▶ Task description
List every line below that contains the word "highlight".

===== Information given =====

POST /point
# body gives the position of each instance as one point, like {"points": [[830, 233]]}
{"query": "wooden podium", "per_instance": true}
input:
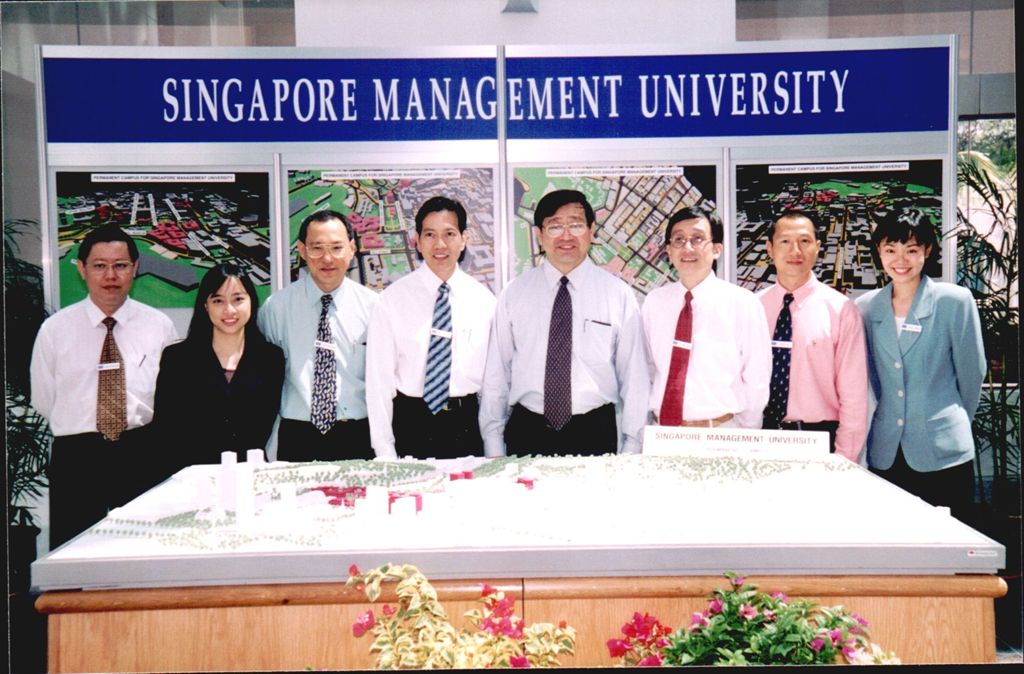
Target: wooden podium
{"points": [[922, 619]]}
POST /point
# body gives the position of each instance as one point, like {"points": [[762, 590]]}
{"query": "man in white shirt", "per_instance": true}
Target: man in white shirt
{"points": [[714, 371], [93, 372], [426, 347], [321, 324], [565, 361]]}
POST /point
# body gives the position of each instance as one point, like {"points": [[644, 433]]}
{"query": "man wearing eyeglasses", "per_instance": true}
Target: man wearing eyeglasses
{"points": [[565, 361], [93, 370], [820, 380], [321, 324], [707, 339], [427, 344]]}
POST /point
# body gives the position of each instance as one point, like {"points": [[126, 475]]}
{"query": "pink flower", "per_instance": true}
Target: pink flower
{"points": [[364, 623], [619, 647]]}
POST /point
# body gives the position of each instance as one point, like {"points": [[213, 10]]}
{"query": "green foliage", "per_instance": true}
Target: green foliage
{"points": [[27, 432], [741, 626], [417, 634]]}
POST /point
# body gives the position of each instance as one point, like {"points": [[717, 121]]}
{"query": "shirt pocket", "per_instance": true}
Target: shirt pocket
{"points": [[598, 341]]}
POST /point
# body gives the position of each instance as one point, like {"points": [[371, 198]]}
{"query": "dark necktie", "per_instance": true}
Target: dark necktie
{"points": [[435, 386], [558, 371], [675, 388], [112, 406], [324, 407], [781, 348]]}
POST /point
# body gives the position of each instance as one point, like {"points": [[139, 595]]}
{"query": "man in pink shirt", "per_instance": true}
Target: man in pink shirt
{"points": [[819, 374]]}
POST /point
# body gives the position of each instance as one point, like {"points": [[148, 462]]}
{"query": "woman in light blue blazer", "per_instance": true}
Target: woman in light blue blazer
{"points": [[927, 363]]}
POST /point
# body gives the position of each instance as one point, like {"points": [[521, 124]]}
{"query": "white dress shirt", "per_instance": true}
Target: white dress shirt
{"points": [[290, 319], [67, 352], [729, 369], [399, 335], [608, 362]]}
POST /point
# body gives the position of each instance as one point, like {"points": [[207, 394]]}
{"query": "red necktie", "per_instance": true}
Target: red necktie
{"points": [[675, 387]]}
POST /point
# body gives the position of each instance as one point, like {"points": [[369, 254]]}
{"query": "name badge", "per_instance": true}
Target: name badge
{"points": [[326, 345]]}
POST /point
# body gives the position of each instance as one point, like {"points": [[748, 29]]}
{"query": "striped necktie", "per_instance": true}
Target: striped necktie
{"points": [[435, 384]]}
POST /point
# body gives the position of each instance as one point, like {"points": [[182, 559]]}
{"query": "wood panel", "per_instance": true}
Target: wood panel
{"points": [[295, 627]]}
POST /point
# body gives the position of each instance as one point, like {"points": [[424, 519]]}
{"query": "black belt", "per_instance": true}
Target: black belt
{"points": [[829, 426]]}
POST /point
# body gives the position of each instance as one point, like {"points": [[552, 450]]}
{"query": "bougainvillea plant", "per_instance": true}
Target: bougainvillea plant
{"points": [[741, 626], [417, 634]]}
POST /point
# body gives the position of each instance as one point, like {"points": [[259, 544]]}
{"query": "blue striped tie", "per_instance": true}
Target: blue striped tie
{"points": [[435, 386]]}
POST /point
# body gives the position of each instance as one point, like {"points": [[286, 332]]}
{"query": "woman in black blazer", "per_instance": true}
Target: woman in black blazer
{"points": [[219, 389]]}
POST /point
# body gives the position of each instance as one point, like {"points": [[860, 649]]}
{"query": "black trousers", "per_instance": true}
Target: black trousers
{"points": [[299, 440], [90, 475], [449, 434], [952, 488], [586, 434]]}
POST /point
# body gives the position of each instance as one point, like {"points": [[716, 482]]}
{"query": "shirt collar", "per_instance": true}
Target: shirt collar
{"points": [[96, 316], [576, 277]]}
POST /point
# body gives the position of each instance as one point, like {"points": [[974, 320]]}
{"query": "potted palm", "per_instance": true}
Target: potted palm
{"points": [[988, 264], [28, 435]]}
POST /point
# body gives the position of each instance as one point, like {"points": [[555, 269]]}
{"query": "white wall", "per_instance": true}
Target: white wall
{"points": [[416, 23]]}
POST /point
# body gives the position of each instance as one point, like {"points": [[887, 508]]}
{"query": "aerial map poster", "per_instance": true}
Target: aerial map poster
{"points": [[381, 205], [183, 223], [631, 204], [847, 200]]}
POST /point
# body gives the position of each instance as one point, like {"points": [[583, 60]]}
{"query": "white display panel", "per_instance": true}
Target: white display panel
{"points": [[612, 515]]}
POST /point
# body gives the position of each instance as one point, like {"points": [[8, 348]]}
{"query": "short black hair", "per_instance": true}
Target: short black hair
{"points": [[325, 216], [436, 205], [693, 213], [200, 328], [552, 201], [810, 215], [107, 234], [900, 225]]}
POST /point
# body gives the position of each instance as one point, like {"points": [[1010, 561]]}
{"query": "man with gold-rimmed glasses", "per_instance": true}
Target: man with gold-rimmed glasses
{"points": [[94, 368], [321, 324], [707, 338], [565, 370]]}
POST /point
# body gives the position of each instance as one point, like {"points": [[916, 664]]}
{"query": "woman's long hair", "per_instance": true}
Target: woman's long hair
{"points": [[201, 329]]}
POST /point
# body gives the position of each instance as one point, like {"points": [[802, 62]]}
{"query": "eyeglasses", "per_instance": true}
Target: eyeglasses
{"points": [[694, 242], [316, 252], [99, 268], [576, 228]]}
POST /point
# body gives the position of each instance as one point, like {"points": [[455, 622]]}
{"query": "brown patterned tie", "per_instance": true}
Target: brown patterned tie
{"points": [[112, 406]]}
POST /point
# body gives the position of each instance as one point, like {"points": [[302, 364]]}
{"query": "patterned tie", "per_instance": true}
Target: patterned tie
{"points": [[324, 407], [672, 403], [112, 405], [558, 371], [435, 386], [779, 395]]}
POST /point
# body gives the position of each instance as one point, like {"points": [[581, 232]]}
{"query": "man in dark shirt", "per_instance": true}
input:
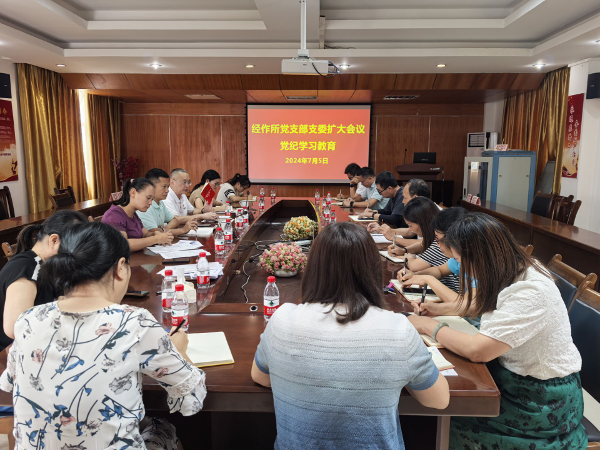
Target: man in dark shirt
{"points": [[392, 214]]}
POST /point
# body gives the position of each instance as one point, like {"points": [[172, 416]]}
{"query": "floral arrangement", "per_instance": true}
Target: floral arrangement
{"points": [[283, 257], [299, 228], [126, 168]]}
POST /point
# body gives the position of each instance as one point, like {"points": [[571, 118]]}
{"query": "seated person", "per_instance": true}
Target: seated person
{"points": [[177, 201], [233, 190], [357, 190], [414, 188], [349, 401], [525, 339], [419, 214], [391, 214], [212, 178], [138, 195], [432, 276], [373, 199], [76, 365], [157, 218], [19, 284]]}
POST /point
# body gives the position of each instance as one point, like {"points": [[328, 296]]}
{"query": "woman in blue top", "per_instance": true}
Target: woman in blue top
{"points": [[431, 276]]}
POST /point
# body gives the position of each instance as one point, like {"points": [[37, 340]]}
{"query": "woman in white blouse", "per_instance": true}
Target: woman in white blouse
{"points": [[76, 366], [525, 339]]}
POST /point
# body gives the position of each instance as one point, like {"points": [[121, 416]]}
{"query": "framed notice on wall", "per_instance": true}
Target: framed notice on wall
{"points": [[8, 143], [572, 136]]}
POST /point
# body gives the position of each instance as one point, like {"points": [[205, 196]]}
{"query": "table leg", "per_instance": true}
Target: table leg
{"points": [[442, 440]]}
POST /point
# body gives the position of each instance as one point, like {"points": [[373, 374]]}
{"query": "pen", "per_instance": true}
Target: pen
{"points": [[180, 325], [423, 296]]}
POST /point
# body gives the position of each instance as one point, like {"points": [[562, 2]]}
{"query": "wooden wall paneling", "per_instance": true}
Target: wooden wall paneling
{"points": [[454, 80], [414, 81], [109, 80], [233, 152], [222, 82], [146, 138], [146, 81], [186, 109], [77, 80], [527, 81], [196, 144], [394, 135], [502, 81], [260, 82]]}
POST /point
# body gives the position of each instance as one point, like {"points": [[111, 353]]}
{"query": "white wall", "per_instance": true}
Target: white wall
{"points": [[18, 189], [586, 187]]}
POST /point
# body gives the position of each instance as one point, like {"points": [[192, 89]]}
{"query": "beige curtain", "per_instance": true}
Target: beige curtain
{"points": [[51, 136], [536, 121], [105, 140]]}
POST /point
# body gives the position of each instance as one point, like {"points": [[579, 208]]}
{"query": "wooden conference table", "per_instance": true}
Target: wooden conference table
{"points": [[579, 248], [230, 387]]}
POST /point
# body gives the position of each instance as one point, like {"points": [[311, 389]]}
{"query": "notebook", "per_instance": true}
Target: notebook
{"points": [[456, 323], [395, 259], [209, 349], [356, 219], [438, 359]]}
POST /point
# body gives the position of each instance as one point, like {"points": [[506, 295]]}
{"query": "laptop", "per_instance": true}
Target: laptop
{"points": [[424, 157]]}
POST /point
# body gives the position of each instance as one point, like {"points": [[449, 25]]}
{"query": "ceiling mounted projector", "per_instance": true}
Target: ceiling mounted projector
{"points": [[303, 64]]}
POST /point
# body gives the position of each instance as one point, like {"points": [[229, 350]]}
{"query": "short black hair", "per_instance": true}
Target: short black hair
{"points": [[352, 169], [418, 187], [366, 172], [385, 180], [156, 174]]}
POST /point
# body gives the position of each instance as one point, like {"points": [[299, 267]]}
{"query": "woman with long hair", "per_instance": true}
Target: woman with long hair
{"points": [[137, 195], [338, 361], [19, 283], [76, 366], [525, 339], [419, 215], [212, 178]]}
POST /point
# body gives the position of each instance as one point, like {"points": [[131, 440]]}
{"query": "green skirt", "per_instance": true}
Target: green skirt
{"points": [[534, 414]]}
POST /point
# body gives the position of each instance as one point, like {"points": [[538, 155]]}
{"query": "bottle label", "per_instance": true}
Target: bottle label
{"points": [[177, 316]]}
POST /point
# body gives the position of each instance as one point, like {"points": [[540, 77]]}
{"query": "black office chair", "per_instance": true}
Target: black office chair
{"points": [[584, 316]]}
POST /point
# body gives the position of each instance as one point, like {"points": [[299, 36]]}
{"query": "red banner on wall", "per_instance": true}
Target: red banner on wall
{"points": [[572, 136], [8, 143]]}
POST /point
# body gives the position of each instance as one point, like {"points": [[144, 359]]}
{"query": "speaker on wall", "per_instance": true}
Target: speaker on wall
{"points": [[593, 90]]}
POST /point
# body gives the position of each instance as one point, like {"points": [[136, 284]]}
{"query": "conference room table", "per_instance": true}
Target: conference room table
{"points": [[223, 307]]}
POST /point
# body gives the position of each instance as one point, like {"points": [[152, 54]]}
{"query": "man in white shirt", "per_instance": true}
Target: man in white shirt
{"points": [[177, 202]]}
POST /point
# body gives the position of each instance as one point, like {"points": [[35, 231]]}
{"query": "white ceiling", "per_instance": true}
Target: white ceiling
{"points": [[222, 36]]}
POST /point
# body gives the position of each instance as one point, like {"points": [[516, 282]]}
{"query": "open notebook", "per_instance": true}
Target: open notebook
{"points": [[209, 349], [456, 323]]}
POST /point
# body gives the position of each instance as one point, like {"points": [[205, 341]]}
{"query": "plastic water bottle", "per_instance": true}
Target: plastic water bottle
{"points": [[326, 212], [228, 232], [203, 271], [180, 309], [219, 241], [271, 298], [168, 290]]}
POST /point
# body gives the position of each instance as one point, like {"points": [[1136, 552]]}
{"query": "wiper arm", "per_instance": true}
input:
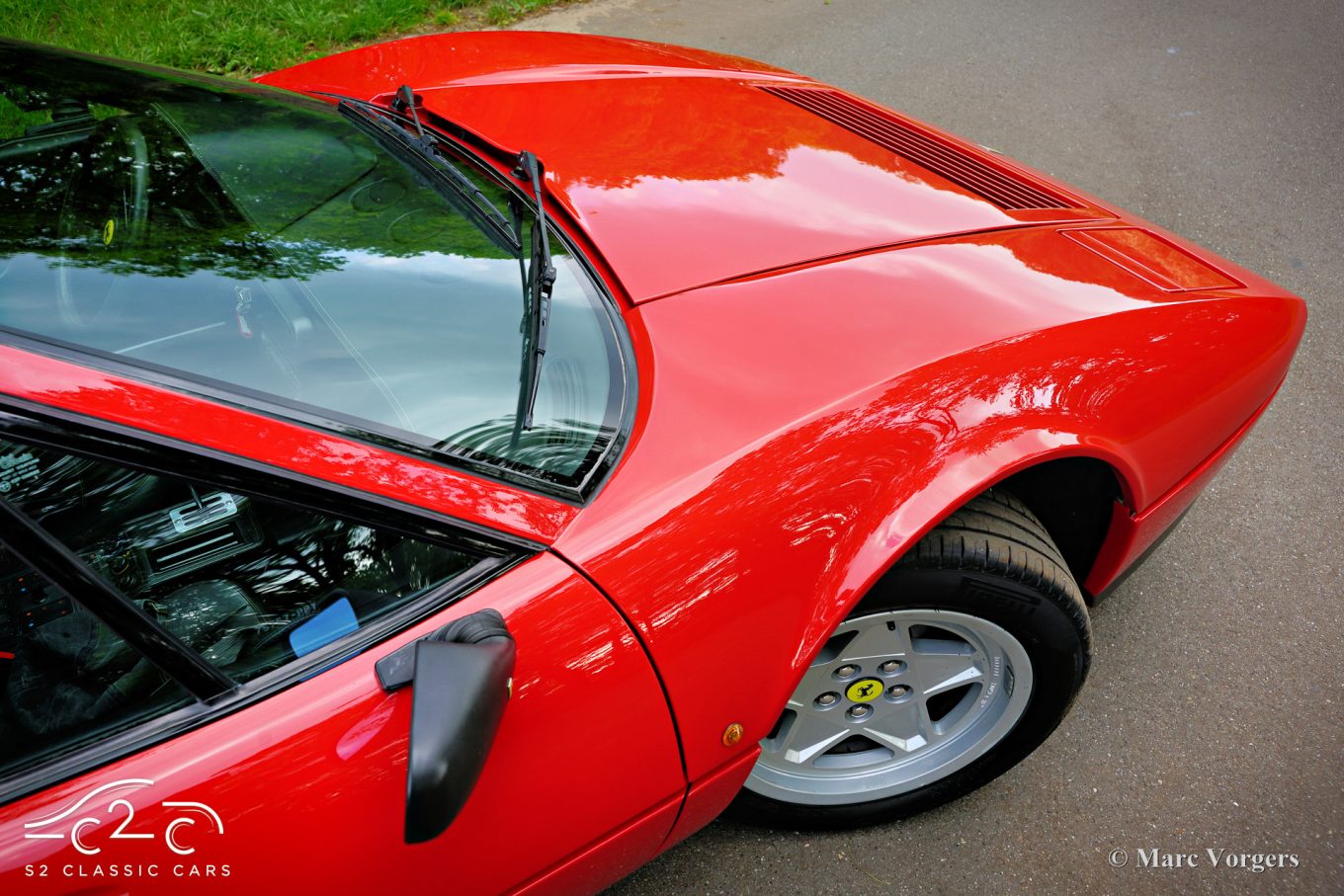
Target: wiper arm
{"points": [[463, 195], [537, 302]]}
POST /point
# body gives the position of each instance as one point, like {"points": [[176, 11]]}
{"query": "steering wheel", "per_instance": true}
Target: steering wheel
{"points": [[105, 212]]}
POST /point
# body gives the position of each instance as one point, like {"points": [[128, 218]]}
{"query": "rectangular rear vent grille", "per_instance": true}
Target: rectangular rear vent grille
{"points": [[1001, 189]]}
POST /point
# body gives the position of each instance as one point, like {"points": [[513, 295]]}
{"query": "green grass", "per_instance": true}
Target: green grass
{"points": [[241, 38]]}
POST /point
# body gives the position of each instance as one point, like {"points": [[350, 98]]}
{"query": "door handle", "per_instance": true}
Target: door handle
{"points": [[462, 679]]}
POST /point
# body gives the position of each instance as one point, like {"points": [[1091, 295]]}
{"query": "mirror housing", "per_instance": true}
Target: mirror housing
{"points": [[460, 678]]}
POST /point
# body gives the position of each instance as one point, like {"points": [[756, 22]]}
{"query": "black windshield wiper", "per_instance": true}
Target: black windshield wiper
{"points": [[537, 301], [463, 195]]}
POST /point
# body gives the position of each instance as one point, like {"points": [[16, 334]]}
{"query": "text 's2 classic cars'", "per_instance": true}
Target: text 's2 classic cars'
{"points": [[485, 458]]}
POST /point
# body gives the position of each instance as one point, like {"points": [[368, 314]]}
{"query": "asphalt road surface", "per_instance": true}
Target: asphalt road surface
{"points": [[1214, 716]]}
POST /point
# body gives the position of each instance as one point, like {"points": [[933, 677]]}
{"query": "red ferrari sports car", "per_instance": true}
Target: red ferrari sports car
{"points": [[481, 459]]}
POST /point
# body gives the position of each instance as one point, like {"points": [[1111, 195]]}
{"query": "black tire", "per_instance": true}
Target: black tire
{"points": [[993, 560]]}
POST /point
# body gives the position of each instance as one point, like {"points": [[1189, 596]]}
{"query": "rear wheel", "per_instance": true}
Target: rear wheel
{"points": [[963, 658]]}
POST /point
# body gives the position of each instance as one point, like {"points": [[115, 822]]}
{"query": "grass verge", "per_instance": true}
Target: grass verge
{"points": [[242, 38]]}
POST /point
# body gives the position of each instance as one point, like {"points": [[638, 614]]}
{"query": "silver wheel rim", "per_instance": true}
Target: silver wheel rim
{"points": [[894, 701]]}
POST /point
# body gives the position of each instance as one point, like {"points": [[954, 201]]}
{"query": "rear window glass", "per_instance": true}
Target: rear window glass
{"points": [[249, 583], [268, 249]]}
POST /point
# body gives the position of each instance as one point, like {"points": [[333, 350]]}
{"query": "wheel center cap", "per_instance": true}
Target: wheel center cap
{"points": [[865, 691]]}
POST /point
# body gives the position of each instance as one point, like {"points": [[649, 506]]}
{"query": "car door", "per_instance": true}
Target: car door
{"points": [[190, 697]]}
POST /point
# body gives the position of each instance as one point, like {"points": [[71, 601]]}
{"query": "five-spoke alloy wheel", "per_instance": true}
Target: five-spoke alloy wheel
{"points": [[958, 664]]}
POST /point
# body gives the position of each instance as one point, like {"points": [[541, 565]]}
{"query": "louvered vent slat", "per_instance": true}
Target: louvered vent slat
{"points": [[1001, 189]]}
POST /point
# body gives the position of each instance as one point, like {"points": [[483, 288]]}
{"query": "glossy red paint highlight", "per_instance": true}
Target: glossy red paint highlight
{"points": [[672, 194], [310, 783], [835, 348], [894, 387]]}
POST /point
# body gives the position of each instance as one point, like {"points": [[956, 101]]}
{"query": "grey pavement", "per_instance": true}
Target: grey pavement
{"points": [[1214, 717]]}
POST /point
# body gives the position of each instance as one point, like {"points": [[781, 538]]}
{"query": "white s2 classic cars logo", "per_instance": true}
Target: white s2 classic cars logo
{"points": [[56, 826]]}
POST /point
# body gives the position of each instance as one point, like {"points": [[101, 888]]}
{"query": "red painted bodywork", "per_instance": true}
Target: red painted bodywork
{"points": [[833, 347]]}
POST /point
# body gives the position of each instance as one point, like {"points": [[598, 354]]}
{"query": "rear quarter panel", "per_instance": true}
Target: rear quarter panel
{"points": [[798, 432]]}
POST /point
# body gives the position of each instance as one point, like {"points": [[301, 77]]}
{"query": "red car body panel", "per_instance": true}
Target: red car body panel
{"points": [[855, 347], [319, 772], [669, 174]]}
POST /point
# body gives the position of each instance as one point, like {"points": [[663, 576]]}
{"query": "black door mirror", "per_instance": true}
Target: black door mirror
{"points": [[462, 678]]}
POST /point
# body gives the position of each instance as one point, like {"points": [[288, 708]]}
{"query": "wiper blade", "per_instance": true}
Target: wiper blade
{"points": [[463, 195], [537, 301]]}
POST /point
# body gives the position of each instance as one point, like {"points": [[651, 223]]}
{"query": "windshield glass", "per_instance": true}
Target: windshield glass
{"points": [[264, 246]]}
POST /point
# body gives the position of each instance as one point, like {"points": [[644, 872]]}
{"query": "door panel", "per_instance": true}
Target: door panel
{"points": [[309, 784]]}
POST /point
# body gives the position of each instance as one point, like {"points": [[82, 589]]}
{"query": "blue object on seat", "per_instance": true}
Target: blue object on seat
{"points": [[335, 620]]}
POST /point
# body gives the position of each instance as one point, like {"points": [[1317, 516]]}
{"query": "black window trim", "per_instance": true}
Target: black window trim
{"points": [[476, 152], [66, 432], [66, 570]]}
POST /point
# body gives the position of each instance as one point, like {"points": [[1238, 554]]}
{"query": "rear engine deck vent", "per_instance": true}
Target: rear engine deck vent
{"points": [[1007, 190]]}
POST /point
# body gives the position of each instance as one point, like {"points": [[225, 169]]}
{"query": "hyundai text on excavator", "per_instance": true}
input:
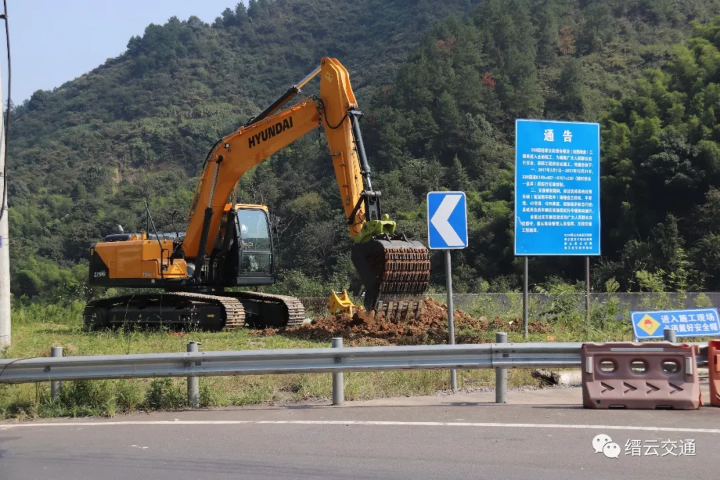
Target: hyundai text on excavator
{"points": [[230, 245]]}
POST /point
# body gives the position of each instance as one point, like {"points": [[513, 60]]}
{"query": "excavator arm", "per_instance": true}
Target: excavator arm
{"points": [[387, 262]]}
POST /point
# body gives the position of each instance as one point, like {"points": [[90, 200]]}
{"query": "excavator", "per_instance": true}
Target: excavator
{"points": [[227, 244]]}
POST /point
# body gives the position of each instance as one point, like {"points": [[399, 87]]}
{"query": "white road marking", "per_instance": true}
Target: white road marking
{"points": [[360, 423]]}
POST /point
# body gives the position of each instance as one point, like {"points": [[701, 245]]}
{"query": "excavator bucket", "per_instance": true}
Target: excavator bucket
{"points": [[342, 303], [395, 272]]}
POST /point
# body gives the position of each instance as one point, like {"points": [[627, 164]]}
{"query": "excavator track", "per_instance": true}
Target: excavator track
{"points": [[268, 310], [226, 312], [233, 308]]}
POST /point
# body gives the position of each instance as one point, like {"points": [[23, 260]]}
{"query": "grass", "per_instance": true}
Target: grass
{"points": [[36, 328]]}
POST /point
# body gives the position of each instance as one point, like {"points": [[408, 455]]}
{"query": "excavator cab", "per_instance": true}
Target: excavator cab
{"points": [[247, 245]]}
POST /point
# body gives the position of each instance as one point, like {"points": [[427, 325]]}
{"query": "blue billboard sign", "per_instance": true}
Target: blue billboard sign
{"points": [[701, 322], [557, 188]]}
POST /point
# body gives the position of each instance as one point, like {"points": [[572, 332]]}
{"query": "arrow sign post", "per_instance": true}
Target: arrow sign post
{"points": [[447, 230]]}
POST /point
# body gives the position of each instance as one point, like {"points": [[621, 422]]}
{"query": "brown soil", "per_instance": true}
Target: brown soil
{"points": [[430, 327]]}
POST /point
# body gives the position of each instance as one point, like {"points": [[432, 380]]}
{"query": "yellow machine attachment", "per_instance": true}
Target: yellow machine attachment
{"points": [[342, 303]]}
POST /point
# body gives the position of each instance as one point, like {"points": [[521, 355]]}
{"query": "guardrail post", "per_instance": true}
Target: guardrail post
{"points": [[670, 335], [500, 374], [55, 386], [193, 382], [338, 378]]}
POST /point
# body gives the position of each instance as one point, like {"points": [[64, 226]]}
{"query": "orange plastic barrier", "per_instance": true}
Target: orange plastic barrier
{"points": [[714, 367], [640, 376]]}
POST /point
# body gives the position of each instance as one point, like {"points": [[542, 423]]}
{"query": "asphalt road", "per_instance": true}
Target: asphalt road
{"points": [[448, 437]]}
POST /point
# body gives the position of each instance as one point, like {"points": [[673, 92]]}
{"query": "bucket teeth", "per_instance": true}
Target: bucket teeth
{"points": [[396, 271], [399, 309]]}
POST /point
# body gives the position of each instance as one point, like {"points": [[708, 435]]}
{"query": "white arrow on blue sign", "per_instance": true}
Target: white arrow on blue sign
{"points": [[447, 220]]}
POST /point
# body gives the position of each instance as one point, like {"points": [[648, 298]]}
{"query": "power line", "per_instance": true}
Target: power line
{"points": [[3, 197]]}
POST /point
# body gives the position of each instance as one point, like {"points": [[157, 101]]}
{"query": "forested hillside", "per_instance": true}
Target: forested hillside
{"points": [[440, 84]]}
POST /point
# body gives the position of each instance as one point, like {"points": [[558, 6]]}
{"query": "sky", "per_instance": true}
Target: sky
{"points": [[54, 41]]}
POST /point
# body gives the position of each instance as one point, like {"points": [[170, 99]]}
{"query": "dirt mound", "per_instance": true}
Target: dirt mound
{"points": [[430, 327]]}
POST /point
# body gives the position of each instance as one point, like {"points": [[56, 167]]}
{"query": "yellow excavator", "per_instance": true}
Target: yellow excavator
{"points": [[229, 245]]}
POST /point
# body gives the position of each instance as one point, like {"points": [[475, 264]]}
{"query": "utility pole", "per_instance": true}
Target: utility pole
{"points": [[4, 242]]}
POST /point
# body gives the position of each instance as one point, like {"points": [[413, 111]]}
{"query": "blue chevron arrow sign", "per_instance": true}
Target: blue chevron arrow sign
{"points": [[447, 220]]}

=====

▶ Response below
{"query": "glossy red paint highlight", "per_instance": true}
Target: glossy red paint highlight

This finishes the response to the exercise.